→ **EXERCISE MATERIAL**:

= Beginning of Section =

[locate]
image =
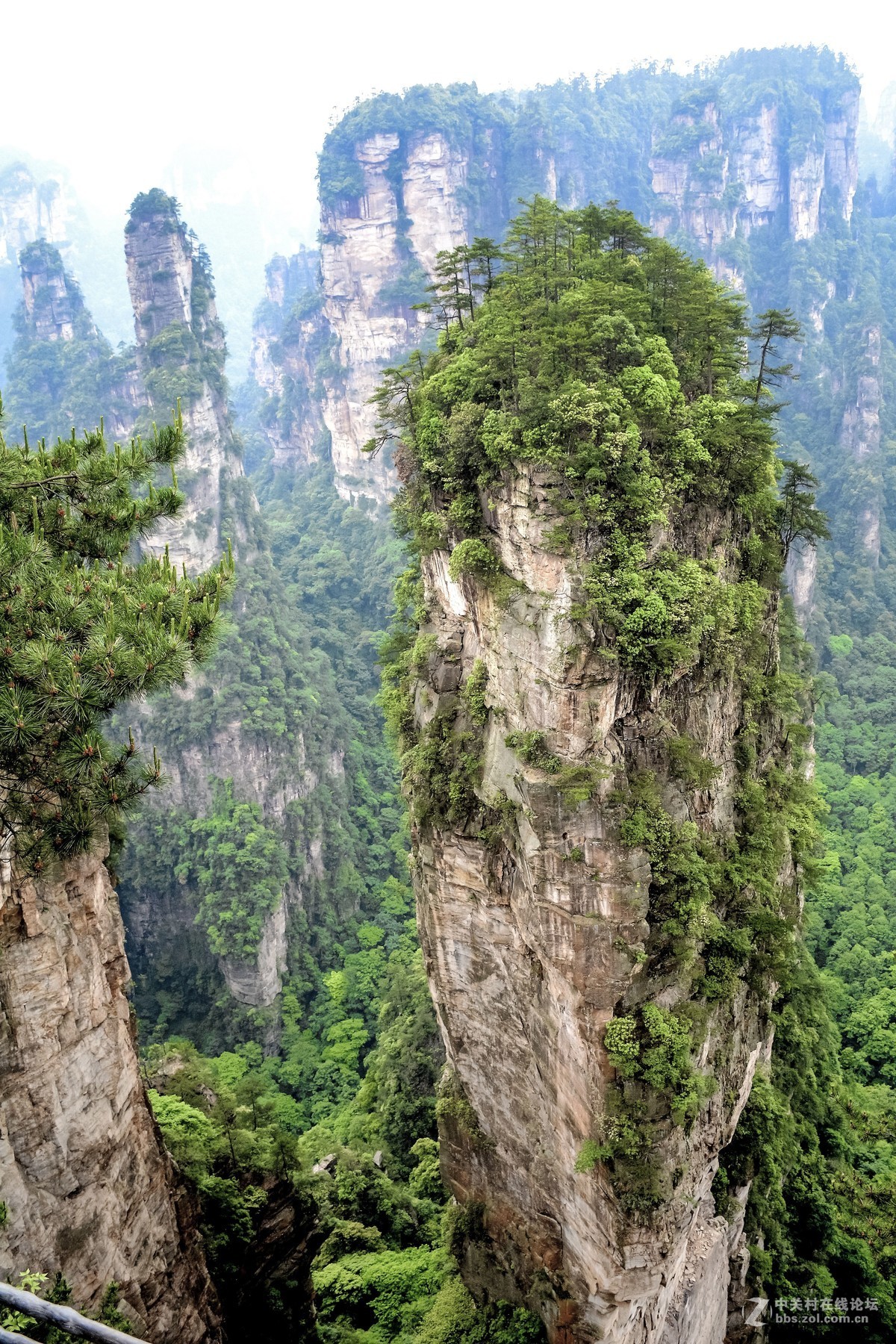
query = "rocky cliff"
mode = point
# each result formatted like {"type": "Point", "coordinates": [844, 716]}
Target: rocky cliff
{"type": "Point", "coordinates": [755, 146]}
{"type": "Point", "coordinates": [532, 948]}
{"type": "Point", "coordinates": [719, 176]}
{"type": "Point", "coordinates": [53, 302]}
{"type": "Point", "coordinates": [180, 355]}
{"type": "Point", "coordinates": [87, 1186]}
{"type": "Point", "coordinates": [588, 792]}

= End of Section =

→ **WHAT IS EXPECTED**: Retype exactly, please, each line from the line that contains "# each result" through the last line of the entries above, with nothing added.

→ **REPLY TO THE EXERCISE**:
# each result formatted like {"type": "Point", "coordinates": [844, 716]}
Target: rocky cliff
{"type": "Point", "coordinates": [755, 146]}
{"type": "Point", "coordinates": [532, 948]}
{"type": "Point", "coordinates": [719, 176]}
{"type": "Point", "coordinates": [53, 302]}
{"type": "Point", "coordinates": [180, 355]}
{"type": "Point", "coordinates": [87, 1186]}
{"type": "Point", "coordinates": [588, 792]}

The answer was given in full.